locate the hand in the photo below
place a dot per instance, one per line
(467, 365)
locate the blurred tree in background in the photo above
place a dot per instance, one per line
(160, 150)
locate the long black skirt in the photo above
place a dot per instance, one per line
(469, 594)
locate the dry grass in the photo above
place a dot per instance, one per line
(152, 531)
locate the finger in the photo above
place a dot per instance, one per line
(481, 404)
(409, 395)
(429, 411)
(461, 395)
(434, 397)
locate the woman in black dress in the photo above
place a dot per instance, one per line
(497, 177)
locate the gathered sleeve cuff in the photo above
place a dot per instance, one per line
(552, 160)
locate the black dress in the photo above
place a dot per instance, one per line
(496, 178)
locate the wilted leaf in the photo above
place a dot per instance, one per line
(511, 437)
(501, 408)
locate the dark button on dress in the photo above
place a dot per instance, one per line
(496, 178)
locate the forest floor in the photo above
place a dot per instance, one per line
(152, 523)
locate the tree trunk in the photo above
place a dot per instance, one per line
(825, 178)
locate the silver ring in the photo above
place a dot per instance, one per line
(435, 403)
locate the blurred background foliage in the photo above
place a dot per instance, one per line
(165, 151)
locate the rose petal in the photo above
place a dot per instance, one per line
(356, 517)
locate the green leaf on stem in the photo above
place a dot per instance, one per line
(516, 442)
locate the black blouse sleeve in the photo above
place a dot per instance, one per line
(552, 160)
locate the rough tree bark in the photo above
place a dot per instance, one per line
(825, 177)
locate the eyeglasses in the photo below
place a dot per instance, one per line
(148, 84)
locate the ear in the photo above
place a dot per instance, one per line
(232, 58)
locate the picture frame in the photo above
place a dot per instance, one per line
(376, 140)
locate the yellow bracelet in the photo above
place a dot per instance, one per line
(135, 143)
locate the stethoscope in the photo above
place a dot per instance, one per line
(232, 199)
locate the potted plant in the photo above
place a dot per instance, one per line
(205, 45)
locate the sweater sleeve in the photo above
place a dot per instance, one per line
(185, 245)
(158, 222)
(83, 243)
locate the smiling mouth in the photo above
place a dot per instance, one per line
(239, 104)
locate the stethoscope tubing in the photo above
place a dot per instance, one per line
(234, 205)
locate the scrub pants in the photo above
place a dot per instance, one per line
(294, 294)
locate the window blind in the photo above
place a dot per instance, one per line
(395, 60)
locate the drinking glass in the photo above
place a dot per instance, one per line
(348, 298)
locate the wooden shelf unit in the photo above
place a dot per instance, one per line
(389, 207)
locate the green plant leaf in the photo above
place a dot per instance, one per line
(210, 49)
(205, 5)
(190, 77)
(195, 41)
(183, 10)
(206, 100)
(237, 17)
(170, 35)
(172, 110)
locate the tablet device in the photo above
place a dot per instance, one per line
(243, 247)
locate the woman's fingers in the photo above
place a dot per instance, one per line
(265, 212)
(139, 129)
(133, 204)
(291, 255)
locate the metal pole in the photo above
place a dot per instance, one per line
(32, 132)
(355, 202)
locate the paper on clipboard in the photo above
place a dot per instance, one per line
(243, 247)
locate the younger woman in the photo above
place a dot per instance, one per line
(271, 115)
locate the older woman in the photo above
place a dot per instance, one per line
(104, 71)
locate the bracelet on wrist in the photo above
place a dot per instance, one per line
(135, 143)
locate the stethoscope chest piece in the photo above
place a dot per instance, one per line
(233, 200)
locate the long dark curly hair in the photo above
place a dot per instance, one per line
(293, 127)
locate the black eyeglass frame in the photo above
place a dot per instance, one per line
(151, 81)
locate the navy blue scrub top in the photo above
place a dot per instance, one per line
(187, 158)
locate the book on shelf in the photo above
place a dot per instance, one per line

• [Your task]: Reproduce every one of the records above verbatim, from the first line to the last.

• [Problem solution]:
locate the hand in the photo below
place a dot per instance, one per line
(467, 365)
locate the blurred tree in background in the photo above
place a dot per instance, one per line
(160, 150)
locate the long black skirt in the photo above
place a dot per instance, one per line
(469, 594)
locate the dry grass in the photo above
place a dot per instance, one per line
(152, 531)
locate the finger in the photo above
place a dot per instance, one per line
(481, 404)
(409, 395)
(429, 411)
(461, 395)
(434, 397)
locate the woman in black dress in the photo above
place a dot per instance, one per line
(497, 177)
locate the gathered sleeve cuff in the photo above
place a dot per instance, one per line
(552, 160)
locate the black dress in the photo above
place a dot per instance, one per line
(496, 178)
locate the wilted leaf in the photo above
place a dot per instance, one per line
(511, 437)
(501, 408)
locate the dark button on dress in the photo above
place a dot per instance, one per line
(496, 178)
locate the forest floor in the photo above
place a dot per instance, one per line
(152, 523)
locate the tree trunk in the photo above
place a dot per instance, one per line
(825, 178)
locate the silver ring in the photo above
place a dot per instance, one per line
(435, 403)
locate the blurred background foliage in the photo above
place a dot per instance, one per line
(165, 151)
locate the rose petal in the photo above
place a dot per instance, one per line
(356, 517)
locate the green leaf on stem in the photo above
place a dot per instance, one per line
(516, 442)
locate the black blouse sleeve in the photo above
place a dot per instance, one per line
(552, 160)
locate the rough tree bark in the photo above
place a dot per instance, one per line
(825, 177)
locate the eyeglasses in the photo below
place a dot per instance, one per line
(148, 84)
locate the ear in the photo above
place a dot per instance, one per line
(232, 58)
locate the picture frame in the photo above
place a dot per instance, one per line
(376, 140)
locate the yellow bracelet in the photo above
place a dot per instance, one per line
(135, 143)
locate the stethoscope in the photo above
place a dot per instance, one per line
(232, 199)
locate the potted plant in the photo above
place a dot per instance, one per line
(205, 45)
locate the sweater sleeve in the photo above
place a dot per instance, one per line
(185, 245)
(158, 222)
(83, 243)
locate the smiling mouth in the photo above
place a dot per instance, one per line
(239, 104)
locate the stethoscope tubing in the photo above
place a dot per instance, one per line
(234, 205)
locate the scrub pants in the photo above
place a dot per instance, one per line
(294, 294)
locate the window blind in the photo above
place a dot per instance, one per line
(395, 60)
locate the drinking glass in the photo above
place a dot per instance, one per line
(348, 298)
locate the wooden shelf unit in the photo above
place a dot per instance, one per line
(389, 207)
locate the green plant leaf in the photo above
place a dot per instance, one per line
(210, 49)
(205, 5)
(190, 77)
(195, 41)
(183, 10)
(206, 100)
(237, 17)
(170, 35)
(172, 110)
locate the tablet device in the photo above
place a dot per instance, one per line
(243, 247)
locate the woman's fingers in the photo above
place a dot per instance, one per line
(265, 212)
(139, 129)
(133, 204)
(291, 255)
locate the metal pole in the photo above
place a dot per instance, one per line
(32, 132)
(355, 202)
locate the paper on clipboard in the photo above
place a dot per instance, one per line
(243, 247)
locate the younger woman in the photo above
place a dot per instance, one per line
(271, 115)
locate the older woman in the photo above
place a dot per instance, one per line
(104, 71)
locate the bracelet on wrist in the photo above
place a dot per instance, one per line
(135, 143)
locate the stethoscope chest piece in the photo above
place a dot per instance, one per line
(233, 200)
locate the long dark curly hair in the photo above
place a dot per instance, one per line
(293, 127)
locate the black eyeglass frame in the photo above
place a dot per instance, one per line
(151, 81)
locate the navy blue scrub top in the photo above
place a dot per instance, one per line
(187, 158)
locate the book on shelf in the photo above
place a dot per instance, one per line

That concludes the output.